作業内容>
A - 自治体との連携についての文章から、多くの自治体が重視するとされる事業計画の視点を見出しの言葉のまま全部挙げてください。
B - 自治体との連携についての文章を、最後の行に続けて書き進めてください。

文書の抜粋>
____

地域で新しい事業を始めるとき、欠かせないのが「地方自治体との連携」です。自治体は、地域が抱える課題をよく理解していて、さまざまな制度や予算を使って、地域づくりをサポートしてくれます。

自治体と連携することは、資金面だけでなく、地域からの信頼や事業の継続性を高めるうえでも大きな意味があります。
自治体が重視する事業計画の視点
自治体と連携して事業を進めるには、「どんな視点で計画を立てるか」がとても大切です。
特に以下の3つは、多くの自治体が重視しています。
地域性と課題解決

事業が、こうした地域の課題とどうつながっているのかを示すことがポイントです。
持続可能性(サステナビリティ)
「補助金が終わったら終わり」では、自治体も支援しづらくなります。たとえ初期はサポートを受けても、長期的に自走できる収益モデルや体制が見えているかどうかが重要です。
つまり、地域に根づき、ずっと続いていく仕組みになっているかどうかが問われます。
波及効果と連携性
その事業が、地域全体にどんな広がりを生み出すのかも重要なポイントです。
<例>
ほかの地域資源や既存の取り組みとうまくつながっているか
住民、企業、学校、NPOなどいろいろな人や組織と一緒に取り組める仕組みになっているか
地域経済や雇用、観光、教育などに良い影響が広がっていく可能性があるか
自治体が支援したいのは、「一部だけの成功」ではなく、地域全体にプラスの波を起こすような計画です。
事業計画を立てる際のポイント
地方自治体と連携する事業計画では、担当者に「これなら応援したい」「地域にとって必要だ」と思ってもらえることが大切です。
そのためには、説得力と実現可能性を兼ね備えた内容が求められます。ここでは、特に意識したい4つのポイントをご紹介します。
明確な目的とビジョンの設定
「なぜこの事業をやるのか」「地域にどんな変化を生みたいのか」

____

提供データ>
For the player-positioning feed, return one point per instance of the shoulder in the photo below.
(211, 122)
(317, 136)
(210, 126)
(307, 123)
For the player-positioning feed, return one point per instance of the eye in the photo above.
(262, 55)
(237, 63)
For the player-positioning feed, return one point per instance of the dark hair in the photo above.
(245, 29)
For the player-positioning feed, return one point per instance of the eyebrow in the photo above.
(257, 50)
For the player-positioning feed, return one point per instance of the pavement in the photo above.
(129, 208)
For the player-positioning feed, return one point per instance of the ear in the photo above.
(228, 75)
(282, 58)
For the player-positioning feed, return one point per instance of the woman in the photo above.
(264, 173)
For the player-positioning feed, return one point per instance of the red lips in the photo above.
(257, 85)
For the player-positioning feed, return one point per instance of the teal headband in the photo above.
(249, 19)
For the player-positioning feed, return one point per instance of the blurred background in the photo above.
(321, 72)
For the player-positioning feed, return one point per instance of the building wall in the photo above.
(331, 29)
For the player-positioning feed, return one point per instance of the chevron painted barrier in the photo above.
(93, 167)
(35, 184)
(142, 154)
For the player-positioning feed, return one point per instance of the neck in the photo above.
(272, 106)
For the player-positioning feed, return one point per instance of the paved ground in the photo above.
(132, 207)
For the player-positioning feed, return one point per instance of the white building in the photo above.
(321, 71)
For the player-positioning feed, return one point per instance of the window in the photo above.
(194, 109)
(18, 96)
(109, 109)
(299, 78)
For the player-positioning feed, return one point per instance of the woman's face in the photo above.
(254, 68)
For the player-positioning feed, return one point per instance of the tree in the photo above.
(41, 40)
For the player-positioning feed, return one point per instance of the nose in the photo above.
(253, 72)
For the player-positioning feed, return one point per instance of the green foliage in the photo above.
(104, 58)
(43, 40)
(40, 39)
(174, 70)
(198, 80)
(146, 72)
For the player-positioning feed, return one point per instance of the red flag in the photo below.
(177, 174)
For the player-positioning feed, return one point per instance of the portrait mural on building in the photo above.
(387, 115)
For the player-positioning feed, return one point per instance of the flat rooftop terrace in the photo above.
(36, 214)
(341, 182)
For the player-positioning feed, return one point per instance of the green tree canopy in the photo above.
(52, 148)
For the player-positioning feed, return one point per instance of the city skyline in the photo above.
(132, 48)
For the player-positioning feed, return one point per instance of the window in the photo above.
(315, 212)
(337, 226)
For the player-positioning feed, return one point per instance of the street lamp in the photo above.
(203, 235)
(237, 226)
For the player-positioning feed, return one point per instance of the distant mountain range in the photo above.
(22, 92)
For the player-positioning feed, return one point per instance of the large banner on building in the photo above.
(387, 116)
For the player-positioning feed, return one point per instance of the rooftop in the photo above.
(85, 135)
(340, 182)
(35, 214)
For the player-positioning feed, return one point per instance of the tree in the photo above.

____

回答>
A -
- 地域性と課題解決
- 持続可能性(サステナビリティ)
- 波及効果と連携性

B -
まずはその想いと目指す未来を、わかりやすく伝えましょう。
<例>
地域経済の活性化
高齢者の見守りや移動支援
子育てしやすい環境づくり
地域の課題と自分たちの事業がどうつながるかを具体的に書くことがポイントです。
さらに、事業が成功したときに「地域がどう変わっているか」というビジョン(将来像)まで描けると、自治体側の理解も深まります。
徹底した市場分析と競合優位性
どんなニーズがあるのか? どんなサービスがすでにあるのか?
地域や業界の状況を、データに基づいて丁寧に分析しましょう。

そのうえで、強みを伝えましょう。
独自性、価格設定、技術力など、自社ならではの価値を示すことが重要です。SWOT分析(強み・弱み・機会・脅威)を使って整理するのもおすすめです。
事業推進体制とサービスの具体性
「誰が、どのように進めるのか?」という体制の説明も重要です。
事業メンバーの役割分担や専門性
外部パートナーや協力機関との連携体制
実施スケジュールやマイルストーン(進行段階の目安)
KPI(達成状況を測る指標)
あわせて、提供する製品やサービスの中身や流れもわかりやすく伝えましょう。
価格や提供方法、使い方のイメージまで丁寧に説明すると、実際の運用が想像しやすくなります。
写真や図解、プロトタイプがあれば、資料に入れて伝えるのも効果的です。
根拠のある財務計画
どんなに素晴らしいアイデアでも、「本当に実現できるのか?」というお金の見通しがなければ、自治体は支援しづらくなってしまいます。
だからこそ、現実的で根拠のある財務計画を示すことがとても大切です。
たとえば、次のようなポイントを明確にしましょう。
どれくらいのお金が必要なのか(総額)
そのお金は何に使うのか(設備費・人件費・運転資金など)
どうやって調達するのか(自己資金、融資、補助金など)
短期的な収益だけでなく、5年後、10年後といった中長期の展望も示しましょう。市場の変化に応じた拡大計画や、新製品・サービスの構想、事業承継の見通しなどを記述することで、事業がもたらす地域への波及効果を明確に伝えることができます。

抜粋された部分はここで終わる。